====== RECORDS PROVIDED

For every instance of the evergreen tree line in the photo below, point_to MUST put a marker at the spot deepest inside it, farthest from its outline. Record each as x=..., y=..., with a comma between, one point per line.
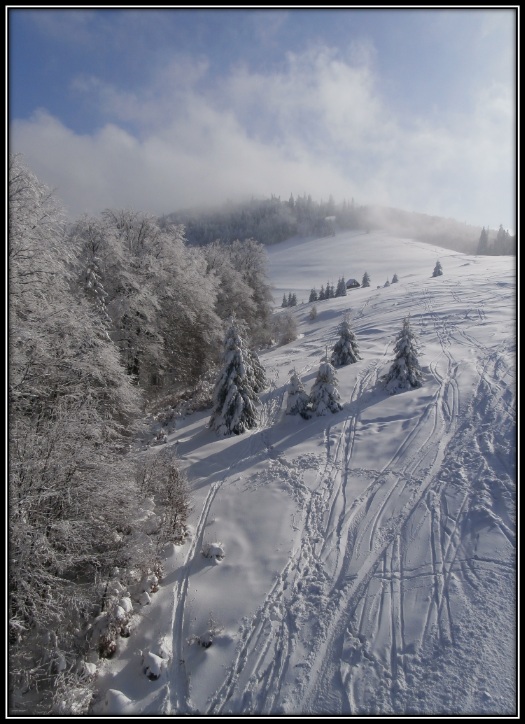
x=273, y=220
x=105, y=313
x=268, y=220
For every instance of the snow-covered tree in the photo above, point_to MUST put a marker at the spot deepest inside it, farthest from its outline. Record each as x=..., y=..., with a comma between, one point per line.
x=298, y=400
x=483, y=243
x=438, y=269
x=405, y=372
x=285, y=327
x=324, y=395
x=341, y=288
x=256, y=371
x=346, y=350
x=234, y=398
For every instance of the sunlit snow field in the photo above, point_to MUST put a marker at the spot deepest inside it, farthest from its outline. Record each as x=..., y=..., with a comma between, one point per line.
x=369, y=554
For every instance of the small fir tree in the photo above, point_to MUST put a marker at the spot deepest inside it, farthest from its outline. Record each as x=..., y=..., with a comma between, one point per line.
x=256, y=371
x=346, y=350
x=234, y=398
x=438, y=269
x=298, y=400
x=324, y=395
x=483, y=243
x=405, y=372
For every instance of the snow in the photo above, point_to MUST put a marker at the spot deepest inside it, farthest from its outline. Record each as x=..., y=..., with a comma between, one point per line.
x=368, y=555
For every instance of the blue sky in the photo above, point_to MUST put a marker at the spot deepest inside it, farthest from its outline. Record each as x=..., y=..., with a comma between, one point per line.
x=163, y=109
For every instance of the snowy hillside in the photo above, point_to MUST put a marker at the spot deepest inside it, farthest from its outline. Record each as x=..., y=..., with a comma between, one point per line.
x=367, y=557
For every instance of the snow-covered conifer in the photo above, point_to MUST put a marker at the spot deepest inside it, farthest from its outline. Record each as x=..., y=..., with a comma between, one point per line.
x=438, y=269
x=341, y=288
x=234, y=398
x=346, y=350
x=256, y=371
x=405, y=372
x=324, y=395
x=298, y=399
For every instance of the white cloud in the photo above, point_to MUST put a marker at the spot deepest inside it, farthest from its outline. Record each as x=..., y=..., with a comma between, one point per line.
x=319, y=126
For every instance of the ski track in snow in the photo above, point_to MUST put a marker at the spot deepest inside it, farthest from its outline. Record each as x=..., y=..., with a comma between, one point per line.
x=355, y=575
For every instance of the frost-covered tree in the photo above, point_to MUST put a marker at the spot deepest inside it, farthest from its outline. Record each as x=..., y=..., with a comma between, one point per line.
x=405, y=372
x=298, y=400
x=285, y=327
x=346, y=350
x=71, y=490
x=234, y=399
x=324, y=395
x=256, y=371
x=438, y=269
x=341, y=288
x=483, y=243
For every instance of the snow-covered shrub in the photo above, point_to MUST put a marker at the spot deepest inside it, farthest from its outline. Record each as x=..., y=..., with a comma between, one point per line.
x=438, y=269
x=215, y=551
x=207, y=637
x=324, y=395
x=159, y=476
x=153, y=665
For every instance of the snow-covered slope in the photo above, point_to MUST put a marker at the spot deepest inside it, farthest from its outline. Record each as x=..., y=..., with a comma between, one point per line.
x=369, y=555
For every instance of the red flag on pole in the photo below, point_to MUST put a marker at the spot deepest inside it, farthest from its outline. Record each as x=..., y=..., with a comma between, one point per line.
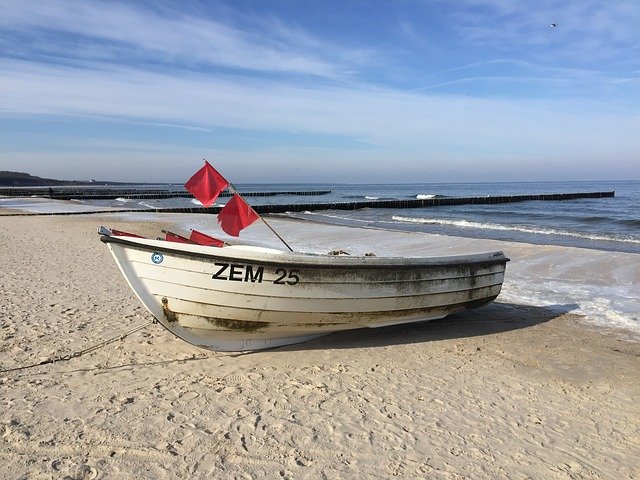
x=206, y=184
x=236, y=215
x=204, y=239
x=174, y=237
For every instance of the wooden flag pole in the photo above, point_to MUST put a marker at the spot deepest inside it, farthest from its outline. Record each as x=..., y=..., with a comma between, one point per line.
x=234, y=190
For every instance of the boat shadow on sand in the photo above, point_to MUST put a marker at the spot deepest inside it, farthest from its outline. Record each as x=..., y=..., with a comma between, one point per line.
x=491, y=319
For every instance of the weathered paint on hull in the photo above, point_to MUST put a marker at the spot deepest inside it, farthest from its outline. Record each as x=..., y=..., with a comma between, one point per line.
x=239, y=298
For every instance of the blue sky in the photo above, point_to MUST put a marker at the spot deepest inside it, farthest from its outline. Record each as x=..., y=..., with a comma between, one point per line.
x=326, y=91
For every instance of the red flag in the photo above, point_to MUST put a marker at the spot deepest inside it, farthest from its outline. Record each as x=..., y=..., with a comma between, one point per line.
x=120, y=233
x=236, y=215
x=204, y=239
x=206, y=184
x=174, y=237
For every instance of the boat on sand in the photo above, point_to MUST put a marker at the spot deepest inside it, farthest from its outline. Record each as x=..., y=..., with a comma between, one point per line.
x=243, y=297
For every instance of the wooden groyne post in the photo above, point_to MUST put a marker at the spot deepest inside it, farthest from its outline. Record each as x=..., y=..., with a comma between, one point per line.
x=408, y=203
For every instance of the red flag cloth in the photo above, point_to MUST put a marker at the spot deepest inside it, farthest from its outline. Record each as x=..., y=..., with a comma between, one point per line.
x=120, y=233
x=174, y=237
x=206, y=184
x=236, y=215
x=204, y=239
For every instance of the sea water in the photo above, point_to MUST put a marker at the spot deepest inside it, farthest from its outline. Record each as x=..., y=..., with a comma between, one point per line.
x=603, y=224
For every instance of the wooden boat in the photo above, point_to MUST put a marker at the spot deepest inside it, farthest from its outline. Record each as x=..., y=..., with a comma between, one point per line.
x=242, y=297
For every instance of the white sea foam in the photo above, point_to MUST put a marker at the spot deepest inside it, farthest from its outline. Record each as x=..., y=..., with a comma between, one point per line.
x=611, y=306
x=514, y=228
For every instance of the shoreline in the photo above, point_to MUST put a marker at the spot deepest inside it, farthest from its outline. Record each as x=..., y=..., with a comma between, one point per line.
x=507, y=390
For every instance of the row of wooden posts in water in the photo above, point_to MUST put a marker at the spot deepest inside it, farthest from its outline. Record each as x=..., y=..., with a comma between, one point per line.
x=406, y=203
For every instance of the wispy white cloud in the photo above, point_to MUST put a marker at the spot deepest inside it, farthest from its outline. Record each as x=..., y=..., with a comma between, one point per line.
x=121, y=32
x=194, y=73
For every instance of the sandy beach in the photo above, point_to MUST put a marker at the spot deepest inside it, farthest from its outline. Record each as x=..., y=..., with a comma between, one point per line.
x=512, y=390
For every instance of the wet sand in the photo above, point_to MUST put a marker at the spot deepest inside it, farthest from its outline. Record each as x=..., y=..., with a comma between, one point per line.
x=510, y=390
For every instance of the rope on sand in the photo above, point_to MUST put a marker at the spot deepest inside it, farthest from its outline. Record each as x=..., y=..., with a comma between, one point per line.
x=81, y=352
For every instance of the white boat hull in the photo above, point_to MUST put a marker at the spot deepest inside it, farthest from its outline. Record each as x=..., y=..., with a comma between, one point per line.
x=246, y=298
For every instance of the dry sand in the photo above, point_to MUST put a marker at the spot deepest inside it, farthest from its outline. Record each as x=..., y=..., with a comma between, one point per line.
x=505, y=391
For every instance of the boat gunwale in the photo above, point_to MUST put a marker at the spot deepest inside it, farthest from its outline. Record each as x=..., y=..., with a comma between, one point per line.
x=314, y=261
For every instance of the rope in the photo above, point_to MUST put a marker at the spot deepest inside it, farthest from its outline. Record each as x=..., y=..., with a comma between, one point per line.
x=80, y=352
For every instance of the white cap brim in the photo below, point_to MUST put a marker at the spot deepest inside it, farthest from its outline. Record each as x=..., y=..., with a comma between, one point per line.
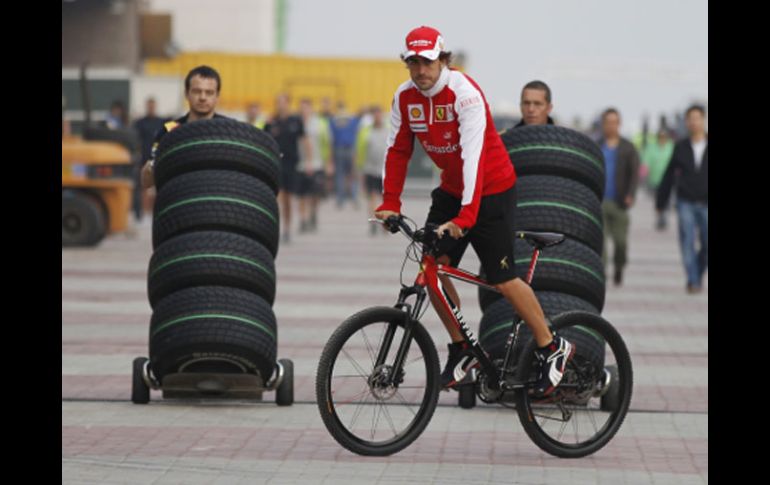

============

Please replace "farthest from its outline" with "farthest from its edges" everywhere in the items above, keeping everything else unchanged, and give the items again without the pictures.

EXERCISE ANSWER:
For every instance of the evergreen tree line in the photo below, point_to MUST put a marker at the spot deepest inside it, farthest from its edges. Record each as x=..., y=..., with a comma between, one point per line.
x=273, y=220
x=105, y=313
x=268, y=220
For every instance of the snow-covered tree in the photo above, point_to MUST put a marker at the spot deepest inside it, farthest from its edges. Record each as x=..., y=..., with a comma between, one point per line.
x=298, y=400
x=483, y=243
x=438, y=269
x=405, y=372
x=285, y=327
x=324, y=395
x=341, y=288
x=256, y=371
x=346, y=350
x=234, y=398
For every instance of the sunlit snow field in the photo above, point_to MUST put a marker at the spot deepest inside it, farthest from its edges. Record each as x=..., y=..., with a comma between, one point per line.
x=369, y=554
For every instance of the small fir tree in the photo above, point_to MUST put a marker at the spot deepest inside it, farthest from its edges. Record each as x=..., y=..., with a comma between, one point per line.
x=256, y=371
x=346, y=350
x=234, y=398
x=438, y=269
x=298, y=400
x=324, y=395
x=483, y=243
x=405, y=372
For every instance of the snow in the photo above, point_to MUST put a marker at the spot deepest inside it, farthest from its edges. Record each as x=..., y=..., with a comma between, one point per line.
x=368, y=555
For every instance of the blue sky in the photo above, point_to MUST put a marker at the spot deepest inside it, farthest from its edges. Record each as x=..., y=..., with a comma between, one point per line.
x=163, y=109
For every instance of the snowy hillside in the photo above, point_to MUST put a marker at the spot deepest inside it, farthest from its edges. Record each as x=..., y=..., with a comma between, one point per line.
x=367, y=557
For every instance of the snow-covered conifer in the photo above, point_to MUST put a marker at the spot deepest inside it, farthest from its edges. Record each as x=..., y=..., with a comma between, one point per line.
x=438, y=269
x=341, y=288
x=234, y=398
x=346, y=350
x=256, y=371
x=405, y=372
x=324, y=395
x=298, y=399
For every instance of the white cloud in the photo above, point_to MUST put a marker at the spot deepest inside it, farthest from its edges. Record each as x=..., y=..., with a comma between, one point per line.
x=319, y=126
For every instance of the ski track in snow in the photo above, point_to MUST put a marker at the spot deepest inside it, farthest from its edges. Record each as x=..., y=..., with a comma between, one point per line.
x=355, y=575
For every instance of the frost-covered tree in the photo above, point_to MUST put a marker at the spot deepest inside it, farthest from its edges. Record each as x=..., y=..., with a comma between, one point per line.
x=405, y=372
x=298, y=400
x=285, y=327
x=346, y=350
x=71, y=490
x=234, y=399
x=324, y=395
x=256, y=371
x=438, y=269
x=341, y=288
x=483, y=243
For every instance of the snow-covered shrub in the photo above, point_to MUST put a marker at the spot deepest inside it, farthest from its edges. Record each as x=..., y=..., with a comma between, one point per line.
x=438, y=269
x=215, y=551
x=207, y=637
x=324, y=395
x=159, y=476
x=153, y=665
For every instance of the snow-covered slope in the photo above, point_to MUST put a marker at the spot deepest inside it, farthest from its edges. Record each as x=..., y=..., with a comma between, one point per line.
x=369, y=555
For every instance of the red flag on pole in the photo below, point_to MUST put a marker at the spot deepest inside it, farthest from its edges. Record each as x=..., y=..., with a comma between, one point per line.
x=206, y=184
x=236, y=215
x=204, y=239
x=174, y=237
For every instance of the wooden flag pole in the photo above, point_to MUST put a marker at the spot deepest inside it, farthest from its edges. Record each as x=..., y=..., with a comma between, one point per line.
x=234, y=190
For every instance of the boat shadow on sand in the photo above, point_to MUST put a marker at the spot deepest inside it, farthest from its edges. Record each as x=..., y=..., with a comma between, one point per line.
x=491, y=319
For every instance of the weathered paint on hull in the photo above, point_to MUST put a marker at the spot deepest inside it, farthest from its edges. Record each as x=..., y=..., with a comma between, one point per line.
x=239, y=298
For every instance of the blue sky in the photo above, point_to MUST put a marker at the spot deepest inside it, farthest from its edges. Record each as x=..., y=..., with a comma between, one point per line.
x=326, y=91
For every instance of the red flag in the photo above, point_to MUST put a marker at the spot deepest inside it, farthest from its edges. Record each as x=..., y=..., with a comma between, one point per line.
x=120, y=233
x=236, y=215
x=204, y=239
x=206, y=184
x=174, y=237
For every instance of the boat on sand in the photo above, point_to MUST put a marker at the spot deepest inside it, farthest from its edges. Record each as x=..., y=..., with a comma between, one point per line.
x=243, y=297
For every instance of the wooden groyne post in the photo above, point_to MUST put a marker at the spot deepest inside it, farthest from its edges. Record each as x=..., y=..., with a comma between, one point per line.
x=408, y=203
For every instance of the red flag cloth in the photo above, point_to MUST put a marker at the spot deepest inside it, farthest from its edges. Record each as x=..., y=..., with a comma between, one point per line.
x=120, y=233
x=174, y=237
x=206, y=184
x=236, y=215
x=204, y=239
For every instance of the sea water in the photo above, point_to MUST put a marker at the spot deepest inside it, farthest from its edges. Record each as x=..., y=..., with a comma between, one point per line.
x=603, y=224
For every instance of the wooden boat in the photo above, point_to MUST put a marker at the spot deepest inside it, farthest from its edges. Record each as x=..., y=..., with a comma between, one point per line.
x=242, y=297
For every instance of the white sea foam in the photo above, point_to MUST put a marker at the spot deepest inside it, farthest from its edges. Record each as x=..., y=..., with a comma between, one point per line.
x=611, y=306
x=514, y=228
For every instance of the shoreline in the photo above, point_to MUST put a marker at the spot deepest inside it, farthest from its edges. Record each as x=..., y=..., with a comma between, one point per line.
x=507, y=390
For every instance of the row of wooden posts in water in the photo above, point_to MUST put a marker at the spot deepest inside it, farthest from its edges. Record each as x=..., y=..., with a comma between, one point per line.
x=406, y=203
For every instance of the wispy white cloud in the photo above, point_to MUST put a marker at the spot deepest inside it, farthest from its edges. Record each as x=..., y=..., with a comma between, one point per line.
x=121, y=32
x=194, y=73
For every instance of the sandy beach in the photo above, point_to MUST put a marker at the spot deepest inside it, farthest from its edges. Record each as x=..., y=..., with a comma between, one point per line.
x=512, y=390
For every instance of the wet sand in the photo above, point_to MUST put a marker at the spot deepest inside it, farthest from its edges. Record each as x=..., y=..., with a comma between, one point per line.
x=510, y=390
For every instance of the rope on sand in the photo above, point_to MUST put a marker at the spot deepest inside it, farthest from its edges. Record each as x=..., y=..., with a comma between, one point per line.
x=81, y=352
For every instance of the white boat hull in the photo above, point_to MUST put a marker at the spot deepest inside it, farthest from its edges. Record each as x=..., y=..., with a comma between, one point per line.
x=246, y=298
For every instance of the dry sand in the photo above, point_to MUST put a marker at the spot deepest inside it, farthest from its edges. Record each as x=..., y=..., with a comma between, one point per line.
x=505, y=391
For every instance of the boat gunwale in the photo above, point_to MUST put a marker at the spot deepest inside it, farthest from its edges. Record each as x=..., y=..., with a comma between, one point per line.
x=314, y=261
For every instance of the rope in the photo above, point_to MUST put a marker at the spot deepest inside it, farthest from its edges. Record each as x=..., y=..., with a comma between, one point per line.
x=80, y=352
For every instance of the white cap brim in the photo below, point_to MUST put a marker at the spot deepest inside it, farthest from its edges. Record each as x=..., y=..., with a comma between, one point per line.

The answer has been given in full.